(Short problem 1):
Retype the passage on press profiles of a white nationalist between "Last weekend, the" and "least 50 reporters.", inclusive.
(Short problem 2):
In the passage on press profiles of a white nationalist, roughly how many white nationalists attended the conference held in the nation's capital?
(Short problem 3):
Write what comes next in the passage on press profiles of a white nationalist, picking up after its final sentence.

(Extracted text):
════════
Even more problematically, the piece claimed that the “anger fueling the alt-right” was the “product of a white working class left behind by automation, outsourcing and the era of rising income inequality.” This is asserted, without evidence or irony, 30 paragraphs after Harkinson told us that the Nazi Dork, the son of an ophthalmologist, “grew up wealthy” in an affluent suburb of Dallas, Texas.

The LA Times followed up with a profile on Wednesday that was met with immediate social media backlash due to its sexy framing. “The Los Angeles Times glamorized the white supremacist,” Fusion’s Katherine Krueger wrote, “with a lead image of [him] posing like rebel-with-a-cause bad boy wearing black Ray-Bans”

The piece included a chatty Q & A video segment with the Nazi Dork and, though it had obligatory critical quotes from the Southern Poverty Law Center, also had an excited “the next big thing” tone:

As the up-and-coming intellectual voice of the movement, [he] is credited with popularizing the term “alt-right.”…

Nazism was back on the scene, and men in suits, with good haircuts and manners, were leading the charge.

Tuesday, the Washington Post tacked on another breezy profile, similarly presenting the Nazi Dork as a regular Don Draper:

Last weekend, the articulate, highly educated 38-year-old hosted a conference in the nation’s capital that drew nearly 300 white nationalists and at least 50 reporters.

Like the others, writer John Woodrow Cox felt the need to sell the Nazi Dork’s norm appeal to the reader. This is likely supposed to create tension in the piece (“no longer are white supremacists a bunch of toothless hicks!”), but the effect is outright promotion. Indeed, this is why the Nazi Dork named his think tank the benign sounding “National Policy Institute” and coined the term “alt-right”—it was all rebranding, an attempt to normalize neo-Nazism as something fresh and socially acceptable. By indulging in this narrative, the media helps do just that.
════════
(Supplied material):
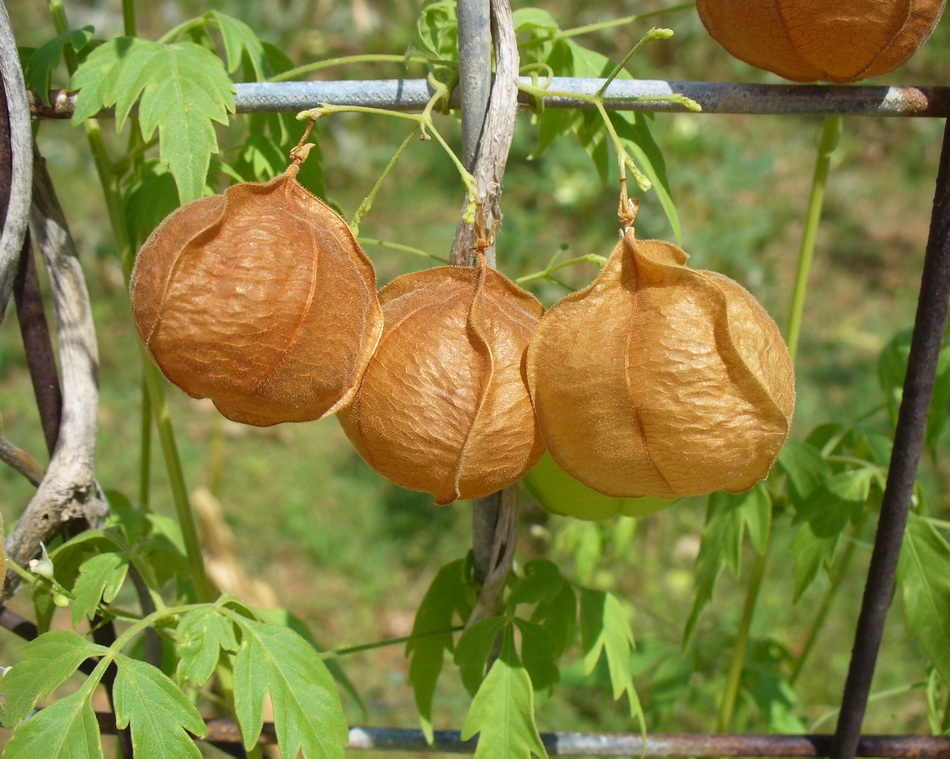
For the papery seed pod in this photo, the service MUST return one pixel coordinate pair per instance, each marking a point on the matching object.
(812, 40)
(660, 380)
(260, 299)
(443, 406)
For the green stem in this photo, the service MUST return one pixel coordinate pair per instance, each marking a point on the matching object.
(404, 248)
(591, 258)
(424, 120)
(819, 621)
(730, 694)
(368, 201)
(388, 642)
(650, 36)
(831, 133)
(827, 143)
(145, 446)
(613, 23)
(166, 436)
(309, 68)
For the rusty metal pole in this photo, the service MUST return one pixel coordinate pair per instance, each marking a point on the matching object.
(908, 442)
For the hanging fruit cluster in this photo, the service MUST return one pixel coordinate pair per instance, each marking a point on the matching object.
(821, 40)
(656, 380)
(260, 299)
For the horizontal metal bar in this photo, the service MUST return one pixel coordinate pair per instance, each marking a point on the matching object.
(624, 94)
(222, 731)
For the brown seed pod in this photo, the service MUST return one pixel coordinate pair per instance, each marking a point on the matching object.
(260, 299)
(443, 406)
(659, 380)
(812, 40)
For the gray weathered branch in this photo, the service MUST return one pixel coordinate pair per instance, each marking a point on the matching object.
(19, 151)
(496, 134)
(68, 492)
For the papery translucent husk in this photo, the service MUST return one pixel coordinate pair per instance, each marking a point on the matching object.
(660, 380)
(443, 407)
(812, 40)
(260, 299)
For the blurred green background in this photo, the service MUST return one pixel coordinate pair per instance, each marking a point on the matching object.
(352, 554)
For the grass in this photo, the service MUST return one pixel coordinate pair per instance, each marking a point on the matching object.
(352, 555)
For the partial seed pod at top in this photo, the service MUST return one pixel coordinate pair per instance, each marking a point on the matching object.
(811, 40)
(443, 406)
(660, 380)
(260, 299)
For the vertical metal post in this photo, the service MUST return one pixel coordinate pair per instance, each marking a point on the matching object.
(908, 441)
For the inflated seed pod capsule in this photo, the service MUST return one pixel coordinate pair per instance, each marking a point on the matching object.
(660, 380)
(812, 40)
(260, 299)
(443, 407)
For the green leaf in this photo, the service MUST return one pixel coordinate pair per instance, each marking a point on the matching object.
(240, 40)
(66, 729)
(538, 654)
(541, 580)
(605, 631)
(473, 649)
(425, 650)
(925, 584)
(150, 200)
(728, 517)
(559, 617)
(308, 715)
(286, 619)
(48, 661)
(157, 710)
(46, 58)
(100, 579)
(824, 515)
(436, 32)
(534, 19)
(181, 89)
(503, 709)
(202, 633)
(805, 468)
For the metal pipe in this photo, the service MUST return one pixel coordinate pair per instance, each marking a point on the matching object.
(713, 97)
(908, 442)
(225, 731)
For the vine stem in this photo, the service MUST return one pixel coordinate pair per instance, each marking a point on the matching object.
(426, 126)
(828, 141)
(126, 254)
(730, 694)
(830, 135)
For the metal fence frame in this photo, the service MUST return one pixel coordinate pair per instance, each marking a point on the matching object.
(714, 97)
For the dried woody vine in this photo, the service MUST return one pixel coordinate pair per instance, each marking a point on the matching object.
(450, 380)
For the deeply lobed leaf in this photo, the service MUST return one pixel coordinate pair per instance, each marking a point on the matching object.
(157, 711)
(308, 714)
(47, 662)
(181, 89)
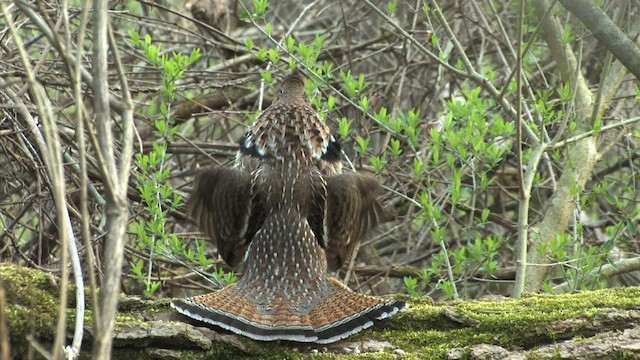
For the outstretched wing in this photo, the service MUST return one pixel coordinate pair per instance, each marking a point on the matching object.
(352, 210)
(226, 210)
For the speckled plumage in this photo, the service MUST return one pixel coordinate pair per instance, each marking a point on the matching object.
(288, 215)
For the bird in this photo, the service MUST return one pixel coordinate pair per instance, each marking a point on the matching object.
(287, 215)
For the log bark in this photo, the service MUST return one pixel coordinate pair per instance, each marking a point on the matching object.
(602, 324)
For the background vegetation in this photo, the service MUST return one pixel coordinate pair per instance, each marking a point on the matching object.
(505, 133)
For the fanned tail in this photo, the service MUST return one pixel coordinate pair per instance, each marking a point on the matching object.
(336, 317)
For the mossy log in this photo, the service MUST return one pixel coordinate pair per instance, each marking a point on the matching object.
(603, 324)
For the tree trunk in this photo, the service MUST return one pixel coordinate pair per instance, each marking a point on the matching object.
(602, 324)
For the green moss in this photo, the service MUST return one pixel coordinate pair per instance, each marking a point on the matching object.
(32, 303)
(435, 329)
(424, 331)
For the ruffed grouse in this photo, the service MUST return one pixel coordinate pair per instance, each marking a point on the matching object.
(288, 215)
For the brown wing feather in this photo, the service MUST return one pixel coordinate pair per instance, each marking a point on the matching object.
(222, 205)
(352, 211)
════════
(Final result 1):
Last weekend, the articulate, highly educated 38-year-old hosted a conference in the nation’s capital that drew nearly 300 white nationalists and at least 50 reporters.

(Final result 2):
Nearly 300 white nationalists attended.

(Final result 3):
The profile went on, making genocide incitement seem witty and cheeky:

[He] of course, would expel Muslims from his ethno-state. And most women, he said as he was being driven from the hotel to his next appointment, would return to their traditional role of bearing children.

His attitude toward women and minorities made his admiration for Tila Tequila, the Nazi-loving Vietnamese American, surprising. Would he allow her in the ethno-state?

“There are always exceptions, I guess,” an amused [him] would say later. “I’m a generous guy.”

A generous ethnic cleanser. All right, then.

In isolation, this type of glossy prose isn’t necessarily a grave injustice—many of the above reporters are honest journalists charged with a knotty task—but when taken as a whole, the media have spent the past few weeks raising his profile and further normalizing him and his Nazi friends.

Any editors considering another profile of him or his aspirationally named “alt-right” movement should pause and consider what benefit this would have beyond giving further exposure to a sad, loathsome Nazi Dork.


Adam Johnson is a contributing analyst for FAIR.org. You can follow him on Twitter at @AdamJohnsonNYC.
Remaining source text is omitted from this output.